**EXERCISES TO COMPLETE:**
1) Using the research summaries, decide whether each statement agrees with the text: (a) the improved min hash approach is faster when the two data sets differ greatly in size; (b) the PhD thesis was advised by Manfred Denker; (c) the method for identifying which bacteria are present rests on the theory of topological pressure. For each, answer yes or no and quote the deciding words.
2) From the research summaries, extract the passage starting with "This work improves" and going on through "communities of microorganisms.".

**PAGE EXCERPT:**
★ ★ ★ ★ ★ ★ ★

This work improves upon the so called "min hash" technique (a "probabilistic data analysis" method) to develop a very fast and efficient way to estimate the similarity of two sets of objects (in terms of how much they overlap). The approach we present is orders of magnitude faster (and uses orders of magnitude less space) when two data sets under consideration are of very different size. The kinds of sets we consider are sets of sub-strings (called k-mers) of DNA sequences from communities of microorganisms.

A gene regulatory network is basically a representation of how genes interact with each other. In this work, we develop the only (to date) method to assess the accuracy of so called "motif discovery algorithms" that seek to find important sub-networks of a given gene regulatory network. We develop a provably correct mathematical approach (based on a variety of metrics that say how close two matrices are to each other) and use this to assess the performance of a variety of motif discovery algorithms.

This is my PhD thesis from Penn State (advised by Manfred Denker).

I define a new notion of "randomness" (called topological pressure) suitable for use on sequences of symbols (words) of finite length. I show that this can be used to distinguish between biologically interesting sequences in the human genome.

We introduce an extremely fast, light-weight, "big data" algorithm to quickly answer the question of "which bacteria are present?" in a given sample of DNA. The method is based on the theory of compressed sensing and aims to find the simplest explanation for the data in terms of known information.

★ ★ ★ ★ ★ ★ ★

(Natural-language object grounding data)
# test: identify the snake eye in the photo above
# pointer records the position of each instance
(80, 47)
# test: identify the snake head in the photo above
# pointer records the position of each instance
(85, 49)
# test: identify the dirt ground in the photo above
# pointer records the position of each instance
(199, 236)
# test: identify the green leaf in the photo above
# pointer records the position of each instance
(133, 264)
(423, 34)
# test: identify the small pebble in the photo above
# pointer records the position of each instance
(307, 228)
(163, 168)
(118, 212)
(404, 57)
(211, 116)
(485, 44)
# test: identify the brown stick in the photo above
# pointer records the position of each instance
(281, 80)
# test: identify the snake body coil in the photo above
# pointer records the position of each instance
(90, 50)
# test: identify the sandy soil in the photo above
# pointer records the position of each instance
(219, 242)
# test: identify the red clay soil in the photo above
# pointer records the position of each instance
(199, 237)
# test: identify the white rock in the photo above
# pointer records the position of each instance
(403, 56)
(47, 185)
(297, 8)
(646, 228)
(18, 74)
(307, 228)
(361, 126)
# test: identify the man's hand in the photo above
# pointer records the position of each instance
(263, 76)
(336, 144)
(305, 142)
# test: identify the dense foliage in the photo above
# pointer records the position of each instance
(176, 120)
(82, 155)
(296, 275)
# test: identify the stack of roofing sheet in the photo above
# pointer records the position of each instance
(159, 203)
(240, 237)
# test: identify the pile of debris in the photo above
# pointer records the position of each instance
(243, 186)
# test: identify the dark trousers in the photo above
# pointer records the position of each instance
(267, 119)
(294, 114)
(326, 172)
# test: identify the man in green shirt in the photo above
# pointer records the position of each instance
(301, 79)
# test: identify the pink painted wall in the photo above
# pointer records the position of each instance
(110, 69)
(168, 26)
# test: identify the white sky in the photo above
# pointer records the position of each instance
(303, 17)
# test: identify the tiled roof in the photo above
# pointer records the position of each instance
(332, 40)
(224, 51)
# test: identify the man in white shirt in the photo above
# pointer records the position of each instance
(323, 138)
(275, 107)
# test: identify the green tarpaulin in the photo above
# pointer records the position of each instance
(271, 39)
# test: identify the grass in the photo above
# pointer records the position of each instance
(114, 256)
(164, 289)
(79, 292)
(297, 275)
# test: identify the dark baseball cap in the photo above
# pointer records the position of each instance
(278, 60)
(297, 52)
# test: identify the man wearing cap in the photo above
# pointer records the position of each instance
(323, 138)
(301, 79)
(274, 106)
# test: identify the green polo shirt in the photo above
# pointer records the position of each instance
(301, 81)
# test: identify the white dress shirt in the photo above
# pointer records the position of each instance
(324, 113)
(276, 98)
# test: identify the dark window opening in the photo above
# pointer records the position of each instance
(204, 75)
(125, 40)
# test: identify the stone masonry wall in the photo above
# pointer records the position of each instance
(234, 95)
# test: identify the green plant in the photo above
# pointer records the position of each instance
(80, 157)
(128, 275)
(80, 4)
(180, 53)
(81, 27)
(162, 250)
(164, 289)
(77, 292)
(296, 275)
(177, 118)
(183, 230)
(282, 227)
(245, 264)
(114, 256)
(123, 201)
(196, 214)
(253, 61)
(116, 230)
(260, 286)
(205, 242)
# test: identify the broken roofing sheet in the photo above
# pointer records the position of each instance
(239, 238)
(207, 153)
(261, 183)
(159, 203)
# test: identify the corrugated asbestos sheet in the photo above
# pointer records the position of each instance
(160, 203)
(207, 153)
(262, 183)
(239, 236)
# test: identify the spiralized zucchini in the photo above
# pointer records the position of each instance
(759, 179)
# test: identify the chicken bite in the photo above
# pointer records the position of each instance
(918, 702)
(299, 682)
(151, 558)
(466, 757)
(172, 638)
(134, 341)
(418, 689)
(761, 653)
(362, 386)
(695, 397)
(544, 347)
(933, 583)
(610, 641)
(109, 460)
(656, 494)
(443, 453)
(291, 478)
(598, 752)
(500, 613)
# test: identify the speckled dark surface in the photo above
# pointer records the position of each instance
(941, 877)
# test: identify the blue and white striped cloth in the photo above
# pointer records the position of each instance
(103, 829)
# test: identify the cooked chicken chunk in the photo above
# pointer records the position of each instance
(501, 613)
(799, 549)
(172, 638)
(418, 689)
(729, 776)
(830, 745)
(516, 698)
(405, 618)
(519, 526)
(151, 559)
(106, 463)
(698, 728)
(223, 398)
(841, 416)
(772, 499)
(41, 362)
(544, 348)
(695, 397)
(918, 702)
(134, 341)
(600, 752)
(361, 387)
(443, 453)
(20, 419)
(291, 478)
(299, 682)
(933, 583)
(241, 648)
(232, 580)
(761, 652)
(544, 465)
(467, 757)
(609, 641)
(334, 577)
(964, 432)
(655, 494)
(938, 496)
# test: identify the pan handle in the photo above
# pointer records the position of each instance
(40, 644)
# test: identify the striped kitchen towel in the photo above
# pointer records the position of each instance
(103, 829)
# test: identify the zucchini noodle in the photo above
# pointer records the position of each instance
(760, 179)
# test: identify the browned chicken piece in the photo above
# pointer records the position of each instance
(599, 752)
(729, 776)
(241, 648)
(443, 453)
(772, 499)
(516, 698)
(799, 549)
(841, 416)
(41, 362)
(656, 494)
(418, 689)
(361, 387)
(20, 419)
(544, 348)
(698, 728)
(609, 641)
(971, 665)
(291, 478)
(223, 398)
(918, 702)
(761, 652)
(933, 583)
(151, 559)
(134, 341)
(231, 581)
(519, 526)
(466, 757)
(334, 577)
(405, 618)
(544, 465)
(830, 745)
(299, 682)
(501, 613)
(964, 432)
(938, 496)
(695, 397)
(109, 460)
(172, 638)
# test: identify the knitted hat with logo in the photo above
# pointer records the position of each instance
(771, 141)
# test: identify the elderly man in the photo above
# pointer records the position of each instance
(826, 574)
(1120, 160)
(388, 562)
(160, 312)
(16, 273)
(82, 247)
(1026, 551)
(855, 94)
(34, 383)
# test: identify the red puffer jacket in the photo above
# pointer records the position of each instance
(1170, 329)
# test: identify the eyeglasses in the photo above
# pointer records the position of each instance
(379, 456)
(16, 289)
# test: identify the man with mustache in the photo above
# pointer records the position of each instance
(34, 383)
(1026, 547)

★ ★ ★ ★ ★ ★ ★

**RESPONSES TO THE EXERCISE:**
1)
(a) Yes: "The approach we present is orders of magnitude faster (and uses orders of magnitude less space) when two data sets under consideration are of very different size."
(b) Yes: "This is my PhD thesis from Penn State (advised by Manfred Denker)."
(c) No: "The method is based on the theory of compressed sensing"

2)
This work improves upon the so called "min hash" technique (a "probabilistic data analysis" method) to develop a very fast and efficient way to estimate the similarity of two sets of objects (in terms of how much they overlap). The approach we present is orders of magnitude faster (and uses orders of magnitude less space) when two data sets under consideration are of very different size. The kinds of sets we consider are sets of sub-strings (called k-mers) of DNA sequences from communities of microorganisms.